# YOUR OBJECTIVE
All lines in the records below that hold "forehead" are to be shown.

______________________________

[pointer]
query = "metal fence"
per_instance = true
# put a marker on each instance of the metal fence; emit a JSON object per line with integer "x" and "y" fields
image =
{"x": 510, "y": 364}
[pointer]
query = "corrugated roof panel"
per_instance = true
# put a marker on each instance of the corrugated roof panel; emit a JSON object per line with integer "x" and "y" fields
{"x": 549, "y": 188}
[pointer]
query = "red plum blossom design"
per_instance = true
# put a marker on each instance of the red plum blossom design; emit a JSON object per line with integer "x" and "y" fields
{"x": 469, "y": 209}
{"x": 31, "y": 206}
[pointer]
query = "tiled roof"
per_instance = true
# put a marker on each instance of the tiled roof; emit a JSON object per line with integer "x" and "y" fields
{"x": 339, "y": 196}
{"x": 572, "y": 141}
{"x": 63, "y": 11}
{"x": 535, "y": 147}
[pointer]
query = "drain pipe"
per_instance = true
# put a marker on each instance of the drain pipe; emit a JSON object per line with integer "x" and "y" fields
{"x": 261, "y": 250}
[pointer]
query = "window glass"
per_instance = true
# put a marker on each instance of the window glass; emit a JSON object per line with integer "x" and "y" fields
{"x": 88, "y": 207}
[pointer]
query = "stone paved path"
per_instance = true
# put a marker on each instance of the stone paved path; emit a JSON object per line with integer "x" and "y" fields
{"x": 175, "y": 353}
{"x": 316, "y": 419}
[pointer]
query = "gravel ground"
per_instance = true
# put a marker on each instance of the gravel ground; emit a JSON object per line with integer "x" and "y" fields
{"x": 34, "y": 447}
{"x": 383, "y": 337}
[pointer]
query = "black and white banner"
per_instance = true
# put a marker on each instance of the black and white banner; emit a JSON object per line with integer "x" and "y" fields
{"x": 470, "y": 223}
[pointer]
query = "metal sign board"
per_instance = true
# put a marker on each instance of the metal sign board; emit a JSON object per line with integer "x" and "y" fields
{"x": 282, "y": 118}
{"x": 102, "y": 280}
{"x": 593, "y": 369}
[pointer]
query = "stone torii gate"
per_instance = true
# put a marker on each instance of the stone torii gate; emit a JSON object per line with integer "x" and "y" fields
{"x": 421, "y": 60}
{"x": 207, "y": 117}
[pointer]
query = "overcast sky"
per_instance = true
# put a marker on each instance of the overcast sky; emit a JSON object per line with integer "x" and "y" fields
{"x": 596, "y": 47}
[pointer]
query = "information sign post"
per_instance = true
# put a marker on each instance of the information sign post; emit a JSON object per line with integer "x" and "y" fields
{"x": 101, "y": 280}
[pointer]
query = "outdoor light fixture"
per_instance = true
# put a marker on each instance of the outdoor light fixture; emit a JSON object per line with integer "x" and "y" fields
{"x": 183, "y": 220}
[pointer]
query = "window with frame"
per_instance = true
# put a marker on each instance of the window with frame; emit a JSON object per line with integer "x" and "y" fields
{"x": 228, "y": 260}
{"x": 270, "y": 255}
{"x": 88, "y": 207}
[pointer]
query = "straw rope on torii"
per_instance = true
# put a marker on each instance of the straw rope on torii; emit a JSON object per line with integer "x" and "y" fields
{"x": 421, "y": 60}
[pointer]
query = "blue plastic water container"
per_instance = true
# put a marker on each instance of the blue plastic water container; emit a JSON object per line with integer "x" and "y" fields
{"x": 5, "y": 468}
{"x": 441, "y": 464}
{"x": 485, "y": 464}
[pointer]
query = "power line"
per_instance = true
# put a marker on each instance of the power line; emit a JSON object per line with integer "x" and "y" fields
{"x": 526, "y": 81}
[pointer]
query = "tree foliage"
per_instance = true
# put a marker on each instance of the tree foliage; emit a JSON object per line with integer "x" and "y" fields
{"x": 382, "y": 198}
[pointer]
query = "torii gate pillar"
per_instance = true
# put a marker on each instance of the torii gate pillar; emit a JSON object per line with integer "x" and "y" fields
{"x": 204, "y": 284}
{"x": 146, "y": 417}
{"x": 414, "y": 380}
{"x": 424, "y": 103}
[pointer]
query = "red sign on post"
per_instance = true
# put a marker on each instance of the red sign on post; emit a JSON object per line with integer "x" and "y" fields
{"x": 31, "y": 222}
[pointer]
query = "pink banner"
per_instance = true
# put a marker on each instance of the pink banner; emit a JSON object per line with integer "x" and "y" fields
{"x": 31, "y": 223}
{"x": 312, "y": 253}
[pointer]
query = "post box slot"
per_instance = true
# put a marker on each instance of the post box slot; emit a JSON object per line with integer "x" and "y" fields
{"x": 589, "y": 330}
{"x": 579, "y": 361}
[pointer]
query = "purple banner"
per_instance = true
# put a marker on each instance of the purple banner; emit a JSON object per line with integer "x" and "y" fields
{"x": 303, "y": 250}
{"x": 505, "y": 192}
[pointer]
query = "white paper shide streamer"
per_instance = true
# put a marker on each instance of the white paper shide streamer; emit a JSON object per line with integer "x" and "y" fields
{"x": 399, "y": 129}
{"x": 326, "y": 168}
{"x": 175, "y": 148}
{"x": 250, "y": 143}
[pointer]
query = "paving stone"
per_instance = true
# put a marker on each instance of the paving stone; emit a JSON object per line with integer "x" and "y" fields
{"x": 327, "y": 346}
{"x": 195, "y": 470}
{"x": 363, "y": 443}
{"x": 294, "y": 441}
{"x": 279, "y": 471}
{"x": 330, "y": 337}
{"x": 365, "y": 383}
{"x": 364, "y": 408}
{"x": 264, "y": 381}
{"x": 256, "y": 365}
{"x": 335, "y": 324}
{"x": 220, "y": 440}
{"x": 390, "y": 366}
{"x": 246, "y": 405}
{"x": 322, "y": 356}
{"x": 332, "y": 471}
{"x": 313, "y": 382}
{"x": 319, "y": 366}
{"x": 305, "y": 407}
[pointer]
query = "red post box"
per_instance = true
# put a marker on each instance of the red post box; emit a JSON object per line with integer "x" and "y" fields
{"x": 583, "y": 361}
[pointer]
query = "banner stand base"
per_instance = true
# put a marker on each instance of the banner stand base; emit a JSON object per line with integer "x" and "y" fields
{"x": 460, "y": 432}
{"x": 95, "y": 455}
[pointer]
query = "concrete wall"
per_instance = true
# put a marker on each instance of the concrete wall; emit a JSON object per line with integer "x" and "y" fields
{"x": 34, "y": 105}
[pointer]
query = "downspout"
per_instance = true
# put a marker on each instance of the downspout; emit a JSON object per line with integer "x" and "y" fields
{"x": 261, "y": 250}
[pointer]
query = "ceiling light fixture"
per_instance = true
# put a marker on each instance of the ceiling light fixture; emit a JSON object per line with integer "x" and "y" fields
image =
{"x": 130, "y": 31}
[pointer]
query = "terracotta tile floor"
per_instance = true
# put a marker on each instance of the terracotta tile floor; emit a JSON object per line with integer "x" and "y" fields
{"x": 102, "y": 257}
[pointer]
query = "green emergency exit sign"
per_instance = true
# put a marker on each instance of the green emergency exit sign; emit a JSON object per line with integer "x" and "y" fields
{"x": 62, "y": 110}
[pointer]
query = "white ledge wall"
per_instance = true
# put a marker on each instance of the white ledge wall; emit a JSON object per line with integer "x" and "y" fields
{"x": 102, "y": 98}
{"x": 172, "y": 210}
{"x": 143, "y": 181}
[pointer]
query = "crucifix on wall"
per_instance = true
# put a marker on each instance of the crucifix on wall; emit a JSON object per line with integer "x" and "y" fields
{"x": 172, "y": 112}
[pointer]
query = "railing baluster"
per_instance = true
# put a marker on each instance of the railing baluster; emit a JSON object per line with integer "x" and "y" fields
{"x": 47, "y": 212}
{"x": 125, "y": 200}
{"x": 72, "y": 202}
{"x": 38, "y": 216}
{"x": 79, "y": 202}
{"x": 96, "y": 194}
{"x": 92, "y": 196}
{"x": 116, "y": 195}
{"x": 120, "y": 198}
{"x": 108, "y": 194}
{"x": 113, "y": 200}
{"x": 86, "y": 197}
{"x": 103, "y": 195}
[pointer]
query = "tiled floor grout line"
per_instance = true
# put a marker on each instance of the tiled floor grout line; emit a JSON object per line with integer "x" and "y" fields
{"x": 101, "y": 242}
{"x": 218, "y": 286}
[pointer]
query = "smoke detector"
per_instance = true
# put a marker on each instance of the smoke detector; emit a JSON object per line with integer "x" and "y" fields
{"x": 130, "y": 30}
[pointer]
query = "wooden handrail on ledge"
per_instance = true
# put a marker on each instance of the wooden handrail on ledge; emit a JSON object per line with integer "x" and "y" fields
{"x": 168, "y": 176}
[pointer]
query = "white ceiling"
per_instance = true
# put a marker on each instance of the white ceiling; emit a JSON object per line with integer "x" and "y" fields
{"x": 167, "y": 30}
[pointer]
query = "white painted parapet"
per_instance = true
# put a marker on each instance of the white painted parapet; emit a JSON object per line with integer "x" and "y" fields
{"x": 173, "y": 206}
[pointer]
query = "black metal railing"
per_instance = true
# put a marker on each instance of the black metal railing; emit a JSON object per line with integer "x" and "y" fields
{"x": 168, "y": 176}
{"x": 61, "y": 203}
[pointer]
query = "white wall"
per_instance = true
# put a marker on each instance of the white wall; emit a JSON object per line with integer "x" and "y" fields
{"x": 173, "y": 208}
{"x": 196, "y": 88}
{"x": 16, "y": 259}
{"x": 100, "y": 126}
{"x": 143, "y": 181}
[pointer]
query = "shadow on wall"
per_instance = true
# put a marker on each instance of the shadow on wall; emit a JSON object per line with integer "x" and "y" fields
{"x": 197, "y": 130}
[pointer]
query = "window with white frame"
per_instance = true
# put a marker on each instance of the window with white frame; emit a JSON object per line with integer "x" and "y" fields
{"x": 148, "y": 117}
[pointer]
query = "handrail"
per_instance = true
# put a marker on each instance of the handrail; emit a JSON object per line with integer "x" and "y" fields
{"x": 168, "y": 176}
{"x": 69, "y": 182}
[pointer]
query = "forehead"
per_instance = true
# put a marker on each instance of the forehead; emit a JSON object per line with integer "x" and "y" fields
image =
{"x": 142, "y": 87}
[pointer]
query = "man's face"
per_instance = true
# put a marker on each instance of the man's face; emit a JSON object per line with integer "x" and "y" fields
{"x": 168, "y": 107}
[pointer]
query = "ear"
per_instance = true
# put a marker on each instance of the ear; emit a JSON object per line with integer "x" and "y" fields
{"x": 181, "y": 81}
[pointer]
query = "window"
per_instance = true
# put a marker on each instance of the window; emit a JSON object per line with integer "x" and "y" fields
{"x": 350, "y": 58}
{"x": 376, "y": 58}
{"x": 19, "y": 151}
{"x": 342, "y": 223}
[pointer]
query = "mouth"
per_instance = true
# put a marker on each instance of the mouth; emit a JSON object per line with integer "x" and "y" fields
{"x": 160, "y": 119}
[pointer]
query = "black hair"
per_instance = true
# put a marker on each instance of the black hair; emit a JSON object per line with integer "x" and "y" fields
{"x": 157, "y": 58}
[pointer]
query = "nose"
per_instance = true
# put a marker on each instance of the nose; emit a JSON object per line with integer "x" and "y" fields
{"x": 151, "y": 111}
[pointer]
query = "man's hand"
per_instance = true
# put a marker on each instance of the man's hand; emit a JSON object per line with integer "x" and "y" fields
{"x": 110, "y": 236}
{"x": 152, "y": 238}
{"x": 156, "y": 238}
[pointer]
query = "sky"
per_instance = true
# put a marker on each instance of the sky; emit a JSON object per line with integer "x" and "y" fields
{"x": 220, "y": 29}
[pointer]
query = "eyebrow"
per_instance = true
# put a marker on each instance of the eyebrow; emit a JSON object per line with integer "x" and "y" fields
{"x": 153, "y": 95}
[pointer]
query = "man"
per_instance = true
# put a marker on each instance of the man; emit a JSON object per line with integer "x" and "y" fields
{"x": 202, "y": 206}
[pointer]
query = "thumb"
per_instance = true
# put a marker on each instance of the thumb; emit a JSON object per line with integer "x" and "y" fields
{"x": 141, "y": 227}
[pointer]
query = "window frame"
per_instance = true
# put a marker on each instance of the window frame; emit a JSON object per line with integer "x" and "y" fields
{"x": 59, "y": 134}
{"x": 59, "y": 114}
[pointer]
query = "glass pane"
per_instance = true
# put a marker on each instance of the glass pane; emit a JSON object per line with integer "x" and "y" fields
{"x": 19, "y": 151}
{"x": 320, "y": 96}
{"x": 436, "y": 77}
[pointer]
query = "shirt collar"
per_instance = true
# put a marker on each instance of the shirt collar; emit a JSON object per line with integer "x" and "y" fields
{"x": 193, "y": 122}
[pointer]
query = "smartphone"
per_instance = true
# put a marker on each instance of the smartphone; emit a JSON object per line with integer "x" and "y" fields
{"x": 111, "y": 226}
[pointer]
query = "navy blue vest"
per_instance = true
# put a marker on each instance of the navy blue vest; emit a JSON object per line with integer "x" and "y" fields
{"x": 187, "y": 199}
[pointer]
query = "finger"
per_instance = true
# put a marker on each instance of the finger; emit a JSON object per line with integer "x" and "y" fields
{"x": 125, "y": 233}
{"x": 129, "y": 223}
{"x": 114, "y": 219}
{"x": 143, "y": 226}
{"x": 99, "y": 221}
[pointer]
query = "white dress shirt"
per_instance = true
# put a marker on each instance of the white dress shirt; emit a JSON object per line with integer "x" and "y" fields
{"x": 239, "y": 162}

______________________________

# RESPONSE AREA
query = "forehead"
# put a marker on each instance of the forehead; emit a JSON object per line with integer "x" and "y" fields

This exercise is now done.